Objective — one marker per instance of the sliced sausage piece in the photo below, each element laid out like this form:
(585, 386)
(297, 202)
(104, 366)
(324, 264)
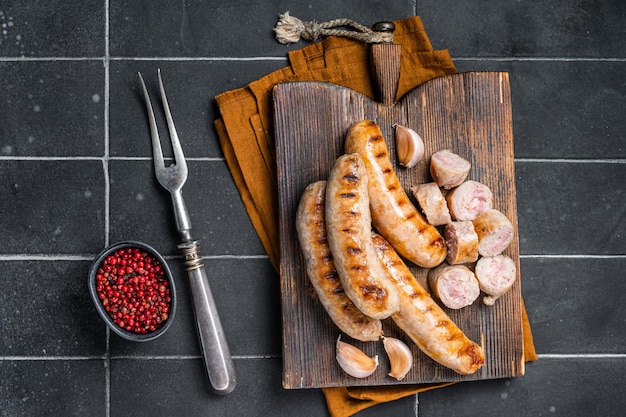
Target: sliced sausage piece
(454, 285)
(468, 200)
(462, 242)
(495, 232)
(448, 169)
(348, 228)
(433, 203)
(424, 321)
(393, 214)
(496, 275)
(320, 267)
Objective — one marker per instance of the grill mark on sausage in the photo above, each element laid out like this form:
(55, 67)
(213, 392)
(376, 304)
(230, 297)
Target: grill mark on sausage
(352, 250)
(373, 291)
(351, 177)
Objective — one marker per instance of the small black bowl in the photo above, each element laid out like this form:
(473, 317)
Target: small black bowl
(122, 332)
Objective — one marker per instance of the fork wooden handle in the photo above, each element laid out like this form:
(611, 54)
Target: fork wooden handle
(217, 359)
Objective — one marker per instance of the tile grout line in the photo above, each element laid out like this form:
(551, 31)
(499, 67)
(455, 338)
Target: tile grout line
(107, 193)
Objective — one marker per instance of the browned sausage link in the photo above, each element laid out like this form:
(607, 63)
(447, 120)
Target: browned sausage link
(424, 321)
(320, 267)
(348, 224)
(393, 214)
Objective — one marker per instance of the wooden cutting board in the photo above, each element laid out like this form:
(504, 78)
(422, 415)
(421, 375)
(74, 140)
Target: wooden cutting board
(468, 113)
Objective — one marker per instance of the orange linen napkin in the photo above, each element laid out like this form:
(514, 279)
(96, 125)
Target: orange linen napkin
(245, 131)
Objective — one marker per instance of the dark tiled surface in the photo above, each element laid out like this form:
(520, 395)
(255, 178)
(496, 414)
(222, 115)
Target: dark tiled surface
(76, 175)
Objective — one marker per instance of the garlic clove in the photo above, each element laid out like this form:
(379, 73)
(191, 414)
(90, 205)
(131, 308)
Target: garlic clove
(354, 361)
(409, 146)
(400, 357)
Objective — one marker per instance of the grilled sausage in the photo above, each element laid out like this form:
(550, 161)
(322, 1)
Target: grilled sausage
(348, 224)
(433, 203)
(495, 232)
(496, 275)
(454, 285)
(393, 214)
(468, 200)
(320, 267)
(424, 321)
(462, 243)
(448, 169)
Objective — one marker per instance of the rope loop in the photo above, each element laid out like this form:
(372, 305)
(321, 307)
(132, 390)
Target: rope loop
(290, 29)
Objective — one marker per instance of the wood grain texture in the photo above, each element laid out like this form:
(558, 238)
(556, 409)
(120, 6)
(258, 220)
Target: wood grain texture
(468, 113)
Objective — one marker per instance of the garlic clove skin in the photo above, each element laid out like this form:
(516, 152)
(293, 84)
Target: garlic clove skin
(400, 357)
(354, 361)
(409, 146)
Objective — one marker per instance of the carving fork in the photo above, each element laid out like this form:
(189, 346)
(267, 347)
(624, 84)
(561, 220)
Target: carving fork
(217, 359)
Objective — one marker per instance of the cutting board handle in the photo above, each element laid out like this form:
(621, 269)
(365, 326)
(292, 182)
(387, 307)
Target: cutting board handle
(385, 59)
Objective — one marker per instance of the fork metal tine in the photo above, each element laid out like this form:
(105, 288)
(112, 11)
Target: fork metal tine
(154, 131)
(179, 157)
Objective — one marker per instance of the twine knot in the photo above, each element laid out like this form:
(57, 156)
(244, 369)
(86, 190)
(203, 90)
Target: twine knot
(290, 29)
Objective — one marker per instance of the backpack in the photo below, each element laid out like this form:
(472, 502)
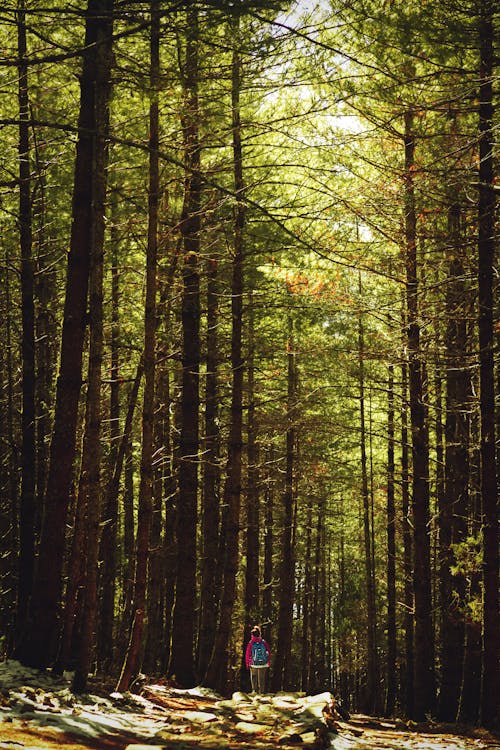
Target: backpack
(259, 654)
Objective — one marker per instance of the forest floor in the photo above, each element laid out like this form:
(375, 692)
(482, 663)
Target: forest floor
(39, 711)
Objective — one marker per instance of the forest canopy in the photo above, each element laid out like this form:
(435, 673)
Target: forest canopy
(249, 348)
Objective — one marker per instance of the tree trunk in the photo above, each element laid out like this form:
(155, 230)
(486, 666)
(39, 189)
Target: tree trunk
(306, 607)
(109, 536)
(28, 450)
(390, 698)
(453, 515)
(490, 688)
(408, 698)
(218, 672)
(37, 649)
(92, 437)
(470, 695)
(145, 503)
(424, 687)
(281, 670)
(252, 496)
(211, 481)
(184, 614)
(268, 569)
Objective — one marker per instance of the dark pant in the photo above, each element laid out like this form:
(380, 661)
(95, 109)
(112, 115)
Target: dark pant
(258, 677)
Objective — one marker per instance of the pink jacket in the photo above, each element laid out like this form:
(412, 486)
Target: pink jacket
(248, 654)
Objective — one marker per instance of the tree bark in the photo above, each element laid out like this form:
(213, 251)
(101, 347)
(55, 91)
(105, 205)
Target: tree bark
(211, 480)
(38, 647)
(218, 669)
(390, 698)
(409, 626)
(28, 448)
(371, 615)
(109, 535)
(453, 512)
(281, 670)
(145, 502)
(184, 614)
(424, 686)
(490, 687)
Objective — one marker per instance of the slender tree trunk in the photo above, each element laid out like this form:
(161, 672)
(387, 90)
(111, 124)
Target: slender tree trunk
(409, 624)
(92, 437)
(470, 696)
(306, 608)
(37, 649)
(218, 673)
(453, 515)
(184, 614)
(145, 505)
(371, 626)
(490, 688)
(12, 468)
(281, 671)
(211, 481)
(109, 537)
(28, 449)
(252, 496)
(45, 355)
(390, 698)
(425, 688)
(268, 569)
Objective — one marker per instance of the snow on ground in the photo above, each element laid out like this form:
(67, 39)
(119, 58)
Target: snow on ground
(41, 697)
(164, 717)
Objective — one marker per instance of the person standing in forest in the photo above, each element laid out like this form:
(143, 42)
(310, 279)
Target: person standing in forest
(258, 659)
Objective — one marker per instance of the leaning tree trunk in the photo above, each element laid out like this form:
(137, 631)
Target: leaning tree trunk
(37, 648)
(281, 669)
(28, 451)
(252, 497)
(424, 686)
(218, 669)
(390, 698)
(109, 536)
(486, 219)
(184, 613)
(408, 691)
(211, 480)
(371, 615)
(145, 504)
(453, 513)
(92, 436)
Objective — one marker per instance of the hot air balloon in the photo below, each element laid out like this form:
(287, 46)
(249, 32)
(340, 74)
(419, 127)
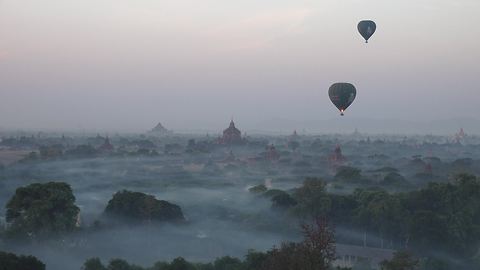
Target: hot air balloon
(366, 29)
(342, 95)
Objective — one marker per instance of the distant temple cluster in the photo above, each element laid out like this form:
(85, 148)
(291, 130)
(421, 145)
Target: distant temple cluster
(231, 135)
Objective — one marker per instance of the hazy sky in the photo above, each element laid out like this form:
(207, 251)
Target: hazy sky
(192, 64)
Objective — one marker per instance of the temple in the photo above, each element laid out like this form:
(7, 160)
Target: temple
(231, 135)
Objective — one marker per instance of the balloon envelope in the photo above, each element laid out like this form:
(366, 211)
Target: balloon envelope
(366, 29)
(342, 95)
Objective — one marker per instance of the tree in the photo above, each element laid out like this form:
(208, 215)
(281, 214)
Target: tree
(42, 209)
(180, 264)
(228, 263)
(312, 199)
(139, 207)
(402, 260)
(348, 174)
(316, 252)
(10, 261)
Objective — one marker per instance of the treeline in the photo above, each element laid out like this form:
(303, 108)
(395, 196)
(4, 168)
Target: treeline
(443, 218)
(44, 210)
(315, 252)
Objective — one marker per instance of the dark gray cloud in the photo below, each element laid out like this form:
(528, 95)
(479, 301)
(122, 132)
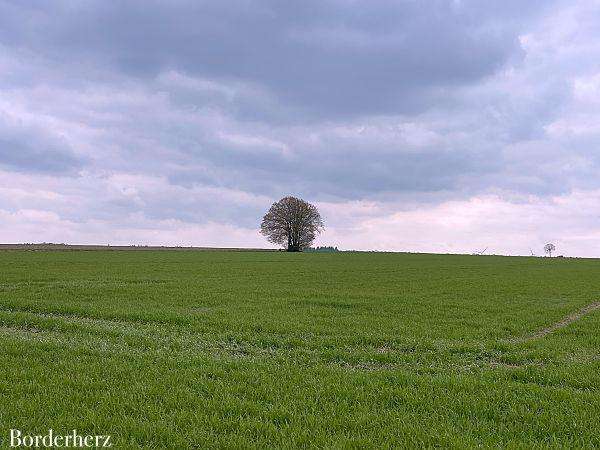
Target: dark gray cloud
(324, 58)
(204, 112)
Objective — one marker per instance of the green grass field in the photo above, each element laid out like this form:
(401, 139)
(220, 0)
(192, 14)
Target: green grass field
(250, 349)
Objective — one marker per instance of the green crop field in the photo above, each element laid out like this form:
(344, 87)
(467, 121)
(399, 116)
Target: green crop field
(256, 349)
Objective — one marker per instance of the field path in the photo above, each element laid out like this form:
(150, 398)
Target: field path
(560, 324)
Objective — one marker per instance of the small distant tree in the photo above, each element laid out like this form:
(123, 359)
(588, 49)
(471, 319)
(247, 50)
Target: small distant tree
(549, 248)
(292, 223)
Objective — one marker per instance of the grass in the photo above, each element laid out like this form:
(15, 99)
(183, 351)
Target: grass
(231, 349)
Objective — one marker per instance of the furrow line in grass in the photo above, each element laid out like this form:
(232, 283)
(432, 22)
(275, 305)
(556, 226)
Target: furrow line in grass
(560, 324)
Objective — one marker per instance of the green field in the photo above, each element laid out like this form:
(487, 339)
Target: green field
(255, 349)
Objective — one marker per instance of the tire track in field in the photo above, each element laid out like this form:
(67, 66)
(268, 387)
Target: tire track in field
(560, 324)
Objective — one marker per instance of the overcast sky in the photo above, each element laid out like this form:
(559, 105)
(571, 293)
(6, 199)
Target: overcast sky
(433, 126)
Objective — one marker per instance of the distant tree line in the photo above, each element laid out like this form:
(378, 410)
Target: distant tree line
(325, 249)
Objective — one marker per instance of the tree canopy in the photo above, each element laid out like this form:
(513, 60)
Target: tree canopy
(292, 223)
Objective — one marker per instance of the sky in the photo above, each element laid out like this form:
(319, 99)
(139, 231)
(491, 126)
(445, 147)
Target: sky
(422, 126)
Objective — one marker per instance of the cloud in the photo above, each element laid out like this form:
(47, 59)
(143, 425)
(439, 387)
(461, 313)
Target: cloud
(30, 149)
(181, 117)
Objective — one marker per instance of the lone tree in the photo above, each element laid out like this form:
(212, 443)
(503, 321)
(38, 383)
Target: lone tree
(293, 223)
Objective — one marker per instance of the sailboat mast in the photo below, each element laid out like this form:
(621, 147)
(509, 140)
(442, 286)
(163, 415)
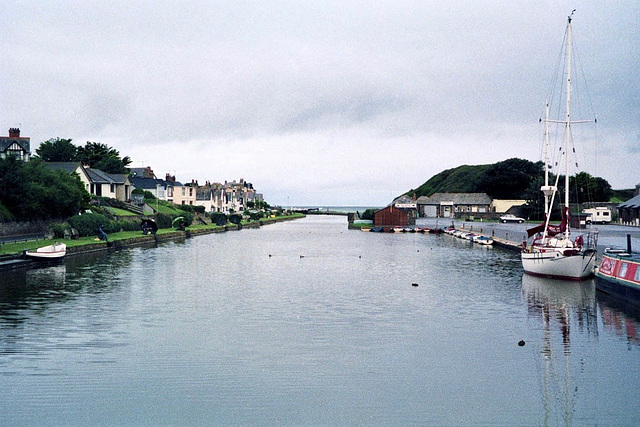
+-------+
▸ **Short task**: Pick out each line of the records above that contains the word "clove", and copy those lines.

▸ **Expected output**:
Objective — one marker per instance of the garlic clove in the photo above, each element laid out like this form:
Target: garlic clove
Objective — one marker per instance of the garlic clove skin in the photo above, each element laid out like this form:
Target: garlic clove skin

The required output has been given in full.